■ Directions: From the text on Matt E. Baker, return the passage that begins at the words "Baker has said" and stops after the words "to scientific studies.", copied word for word.

■ Text:
Speaker pro tempore of the Pennsylvania House of Representatives
- In office January 4, 2011 – February 19, 2018
- Preceded by: Joseph Petrarca Jr.
- Succeeded by: Sheryl M. Delozier

Member of the Pennsylvania House of Representatives from the 68th district
- In office January 5, 1993 – February 19, 2018
- Preceded by: Edgar Carlson
- Succeeded by: Clint Owlett

Personal details
- Born: January 24, 1957 (age 69) Buffalo, New York, U.S.
- Party: Republican
- Spouse: Brenda Baker
- Education: Corning Community College Mansfield University Elmira College (BS)
- Website: Official website

= Matt E. Baker =

American politician

Matthew E. Baker (born January 24, 1957) is a former Republican member of the Pennsylvania House of Representatives for the 68th District and was elected in 1992. He resigned from the House on February 19, 2018, to accept a job with the Trump Administration, regional director of the Office of Intergovernmental and External Affairs at the U.S. Department of Health and Human Services office in Philadelphia. For the 2017–18 legislative session, Baker was Republican Chairman of the House Health Committee. Upon his resignation, Rep. Kathy Rapp (R-65) was named to chair the committee.

==Education==
Baker graduated from Cowanesque Valley High School in Westfield. He holds an associate degree from Corning Community College, and earned a Bachelor of Science degree as an honors scholar from Elmira College in Elmira, New York. He also has a Certificate in Business Management, and attended Mansfield University.

==Career==
Prior to his election to the House, Baker served as a district legislative aide for 13 years. He worked in a Wellsboro law firm for twelve years where he specialized in serving people with disabilities. He helped them obtain Social Security and disability benefits before federal administrative law judges.

Baker has seen many of his bills become law, including Act 22 of 2012, known as Pennsylvania's Identity Theft Act, which makes it a felony of the third degree to commit a first offense of the crime of identity theft and provides a maximum penalty of seven years in prison and a $15,000 fine. A third or subsequent offense raises the crime to a felony of the second degree with a maximum penalty of 17 years in prison and a $125,000 fine. Act 166 of 2004 allows auto accident investigators to file summary charges up to a year after an accident, thereby giving law enforcement officials the necessary time needed to complete their investigation of the most difficult incidents – ones that cause serious bodily injury or death and frequently involve multiple vehicles.

==Opposition to marijuana legalization==
Baker is opposed to cannabis legalization and does not support the legalization of medical cannabis. As chairman of the House Health Committee, Representative Baker has blocked medical cannabis legislation in PA. According to Baker: "Federal law places Marijuana as being so potentially harmful and dangerous that it has listed the drug as a schedule 1 drug right next to Heroin, LSD, Ecstasy, Meth, and many other drugs. This is in stark contrast to marijuana activists claiming Marijuana is harmless and should be approved as medicine. I have not found a preponderance of evidence that would support putting either children or adults at risk of serious adverse health reactions for cannabis oils that have not conclusively been proven to be safe, effective or even have the necessary support by the American Epilepsy Society, FDA, American Academy of Pediatrics, ... and many other groups too numerous to recite."

Baker has said that his stance against medical cannabis is based on "150 scientific studies showing the dangers of marijuana". Baker provided a list with "194 links to the information that he says has formed his unfavorable opinion of medical marijuana" to the Pittsburgh City Paper. The City Paper said that few links went to scientific studies.

==Personal life==
Formerly of Westfield, Pennsylvania, Baker resides in Wellsboro, Tioga County, with his wife Brenda.

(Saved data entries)
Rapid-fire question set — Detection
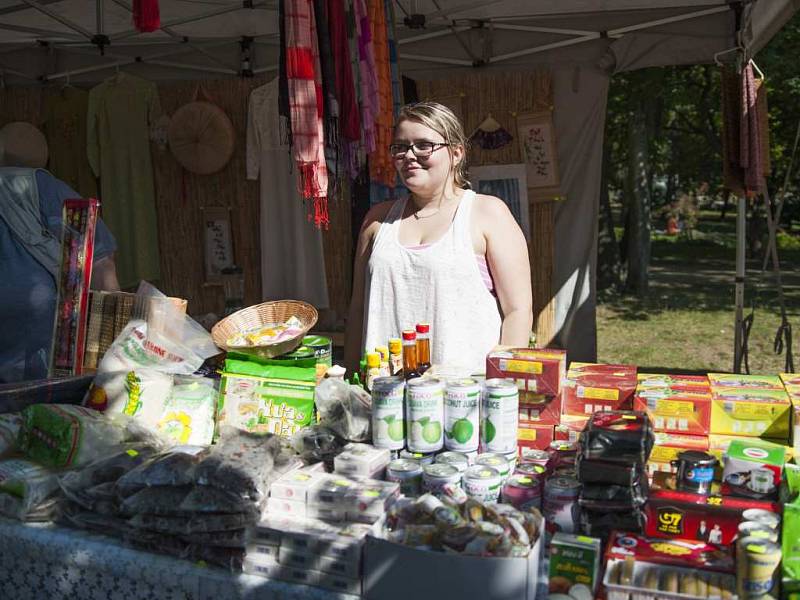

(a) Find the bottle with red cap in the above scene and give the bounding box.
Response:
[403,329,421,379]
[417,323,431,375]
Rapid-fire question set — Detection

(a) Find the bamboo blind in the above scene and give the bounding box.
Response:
==
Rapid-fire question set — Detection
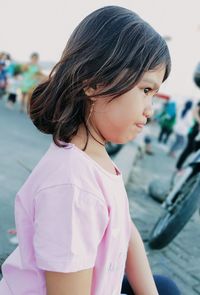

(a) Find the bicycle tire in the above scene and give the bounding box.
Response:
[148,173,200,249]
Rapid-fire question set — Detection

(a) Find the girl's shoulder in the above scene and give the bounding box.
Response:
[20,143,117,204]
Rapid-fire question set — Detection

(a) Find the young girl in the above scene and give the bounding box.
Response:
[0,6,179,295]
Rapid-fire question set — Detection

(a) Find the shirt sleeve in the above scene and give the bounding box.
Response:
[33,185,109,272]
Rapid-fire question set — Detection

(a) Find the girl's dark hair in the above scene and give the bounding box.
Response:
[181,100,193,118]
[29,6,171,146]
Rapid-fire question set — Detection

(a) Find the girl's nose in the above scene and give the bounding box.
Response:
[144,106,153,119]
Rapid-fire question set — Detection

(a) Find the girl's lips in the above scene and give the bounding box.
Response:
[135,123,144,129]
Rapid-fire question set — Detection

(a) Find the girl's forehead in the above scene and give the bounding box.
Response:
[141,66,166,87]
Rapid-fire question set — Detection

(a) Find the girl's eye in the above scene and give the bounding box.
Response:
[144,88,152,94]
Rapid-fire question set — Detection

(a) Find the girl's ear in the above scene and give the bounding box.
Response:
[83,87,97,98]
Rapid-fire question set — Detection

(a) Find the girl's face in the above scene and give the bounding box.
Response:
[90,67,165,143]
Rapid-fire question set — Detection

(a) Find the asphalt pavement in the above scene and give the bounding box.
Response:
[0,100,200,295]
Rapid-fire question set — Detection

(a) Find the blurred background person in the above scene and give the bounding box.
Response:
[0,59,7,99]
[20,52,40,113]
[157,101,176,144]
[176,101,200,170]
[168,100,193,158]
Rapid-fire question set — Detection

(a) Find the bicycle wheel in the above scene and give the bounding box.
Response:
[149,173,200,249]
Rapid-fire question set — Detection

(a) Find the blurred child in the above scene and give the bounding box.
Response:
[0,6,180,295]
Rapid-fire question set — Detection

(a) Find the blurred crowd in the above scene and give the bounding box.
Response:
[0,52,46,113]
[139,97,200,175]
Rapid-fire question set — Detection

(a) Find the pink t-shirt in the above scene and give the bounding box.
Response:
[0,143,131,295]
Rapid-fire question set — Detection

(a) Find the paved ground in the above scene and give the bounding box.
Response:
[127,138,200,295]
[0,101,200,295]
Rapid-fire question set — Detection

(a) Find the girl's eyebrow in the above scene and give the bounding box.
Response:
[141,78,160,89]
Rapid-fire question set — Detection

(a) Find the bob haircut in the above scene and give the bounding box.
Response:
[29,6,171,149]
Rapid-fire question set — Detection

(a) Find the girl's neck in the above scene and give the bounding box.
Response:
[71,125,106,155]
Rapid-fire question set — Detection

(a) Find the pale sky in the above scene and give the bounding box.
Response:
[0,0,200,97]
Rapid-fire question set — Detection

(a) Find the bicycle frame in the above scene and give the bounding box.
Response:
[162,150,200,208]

■ Exercise response:
Baker has said that his stance against medical cannabis is based on "150 scientific studies showing the dangers of marijuana". Baker provided a list with "194 links to the information that he says has formed his unfavorable opinion of medical marijuana" to the Pittsburgh City Paper. The City Paper said that few links went to scientific studies.